** TRAVAIL DEMANDÉ **
1 – Transcrivez le passage de l'extrait sur les chômeurs en Espagne qui s'ouvre sur les mots contenant "27En raison de" et s'achève sur "processus de régionalisation.".
2 – Répondez aux questions suivantes d'après l'extrait sur les chômeurs en Espagne.
(a) Combien de signatures la pétition pour la gratuité des transports à Madrid a-t-elle réunies ?
(b) À quelle date la proposition de loi basque a-t-elle été transformée en loi ?
(c) À quelle date la grève générale mentionnée a-t-elle eu lieu ?

26Au début des années 2000, ces associations ont progressivement étoffé et précisé leurs revendications contre la précarité et le chômage, établissant de nouvelles connexions, notamment avec les immigrés clandestins en lutte pour leur régularisation. Les agences de travail temporaire privées, comme les réseaux de formation professionnelle gérés par les syndicats, sont devenus l’une des cibles de leur mécontentement. Très attachées au principe d’auto-organisation et à leur indépendance vis-à-vis des partis et des institutions, ces associations ont parfois dû revoir leurs rapports aux pouvoirs locaux et régionaux. À Madrid, la campagne menée pour la gratuité des transports, soutenue par une pétition ayant réuni plus de 15 000 signatures, a ainsi été relayée à l’intérieur de l’assemblée municipale par les groupes du PSOE et d’IU, représentants de l’opposition locale. Dans la communauté autonome du Pays basque, une plate-forme de lutte contre le chômage et la pauvreté a utilisé le dispositif législatif d’initiative populaire, prévu par le Statut d’autonomie [8]. La proposition de loi portait sur la réduction de la semaine de travail à 32h et sur la création d’un revenu minimum équivalent au salaire minimum interprofessionnel. Dénommé « Charte des droits sociaux », ce programme a bénéficié d’un soutien plus large que les seuls petits groupes de chômeurs, suscitant l’appui des milieux associatifs chrétiens, de chercheurs de l’Université du Pays basque et des syndicats, nationalistes notamment. La campagne de signatures lancée en 1996 a ainsi permis d’en récolter 82 053. Cette proposition a finalement été transformée en loi, dans le cadre exclusif de la communauté autonome, le 27 décembre 2000, les députés ayant cependant réduit le revenu minimum à 75% du salaire minimum, réservé le dispositif aux plus de 25 ans et au moins de 65 ans et renoncé à toute réduction du temps de travail (Aganzo, 2003, pp. 251-254). Ces deux derniers exemples montrent à quel point l’existence de relais politiques permet à des mobilisations de groupes à très faibles ressources de gagner de façon aussi soudaine que ponctuelle en visibilité et même de faire aboutir des revendications. En ce sens, c’est bien l’isolement des collectifs de chômeurs et de précaires - lesquels ne cherchent que peu à y remédier, n’envisageant pas de nouer des alliances du côté de l’UGT et des CC.OO - qui contribue largement à expliquer leur marginalité dans l’espace de la conflictualité sociale.

4. Du local au régional : l’insertion limitée des mouvements de précaires et chômeurs dans d’autres cycles de mobilisation

27En raison de ces multiples initiatives locales ou régionales et, parallèlement, du travail d’élaboration de revendications cohérentes sur la question de la précarité et du chômage, la grève générale du 20 juin 2002 aurait pu constituer un moment d’accélération dans l’émergence d’un mouvement de chômeurs. Il n’en a pourtant rien été, à l’exception du cas très particulier de l’Andalousie, qui permet de souligner la multiplication et la fragmentation des scènes d’action publique en Espagne induites par le processus de régionalisation.

** DONNÉES EXTRAITES **
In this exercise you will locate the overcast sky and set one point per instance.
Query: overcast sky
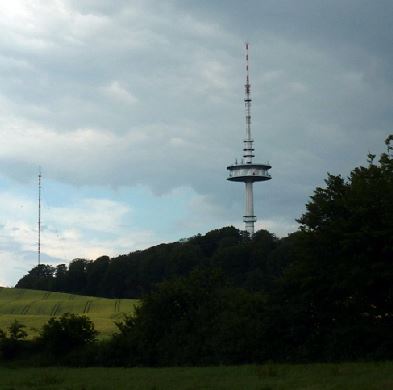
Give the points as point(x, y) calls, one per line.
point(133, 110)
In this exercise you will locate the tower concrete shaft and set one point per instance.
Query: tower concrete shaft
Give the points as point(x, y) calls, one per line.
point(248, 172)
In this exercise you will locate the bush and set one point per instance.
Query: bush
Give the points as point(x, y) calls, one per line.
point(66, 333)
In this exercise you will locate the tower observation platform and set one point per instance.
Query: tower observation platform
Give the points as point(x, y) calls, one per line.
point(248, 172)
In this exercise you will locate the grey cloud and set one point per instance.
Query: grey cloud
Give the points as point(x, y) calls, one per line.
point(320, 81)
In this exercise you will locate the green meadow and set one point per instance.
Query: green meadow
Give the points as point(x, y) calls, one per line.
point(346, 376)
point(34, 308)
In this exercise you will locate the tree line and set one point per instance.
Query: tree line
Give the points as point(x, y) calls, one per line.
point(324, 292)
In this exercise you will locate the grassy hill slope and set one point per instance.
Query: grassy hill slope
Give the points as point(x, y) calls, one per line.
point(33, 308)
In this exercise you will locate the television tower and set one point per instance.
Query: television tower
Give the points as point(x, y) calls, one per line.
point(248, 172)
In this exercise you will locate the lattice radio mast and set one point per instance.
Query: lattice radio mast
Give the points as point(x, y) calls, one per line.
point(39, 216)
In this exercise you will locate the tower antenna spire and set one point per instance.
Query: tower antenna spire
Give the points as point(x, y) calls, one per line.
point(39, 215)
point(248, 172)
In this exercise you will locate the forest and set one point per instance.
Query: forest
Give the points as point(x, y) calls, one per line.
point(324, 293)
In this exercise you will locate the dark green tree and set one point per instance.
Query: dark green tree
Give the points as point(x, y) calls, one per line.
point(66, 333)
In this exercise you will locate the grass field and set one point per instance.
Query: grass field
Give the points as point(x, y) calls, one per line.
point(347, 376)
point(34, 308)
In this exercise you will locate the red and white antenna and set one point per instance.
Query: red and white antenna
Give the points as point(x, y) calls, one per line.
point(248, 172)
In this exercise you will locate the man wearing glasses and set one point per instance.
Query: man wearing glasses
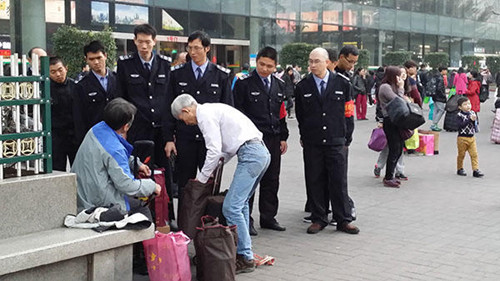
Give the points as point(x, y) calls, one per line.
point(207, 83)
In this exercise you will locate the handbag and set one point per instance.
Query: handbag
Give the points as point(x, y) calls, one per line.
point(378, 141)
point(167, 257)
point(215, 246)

** RÉPONSES **
1 –
27En raison de ces multiples initiatives locales ou régionales et, parallèlement, du travail d’élaboration de revendications cohérentes sur la question de la précarité et du chômage, la grève générale du 20 juin 2002 aurait pu constituer un moment d’accélération dans l’émergence d’un mouvement de chômeurs. Il n’en a pourtant rien été, à l’exception du cas très particulier de l’Andalousie, qui permet de souligner la multiplication et la fragmentation des scènes d’action publique en Espagne induites par le processus de régionalisation.

2 –
(a) Plus de 15 000 signatures.
(b) Le 27 décembre 2000.
(c) Le 20 juin 2002.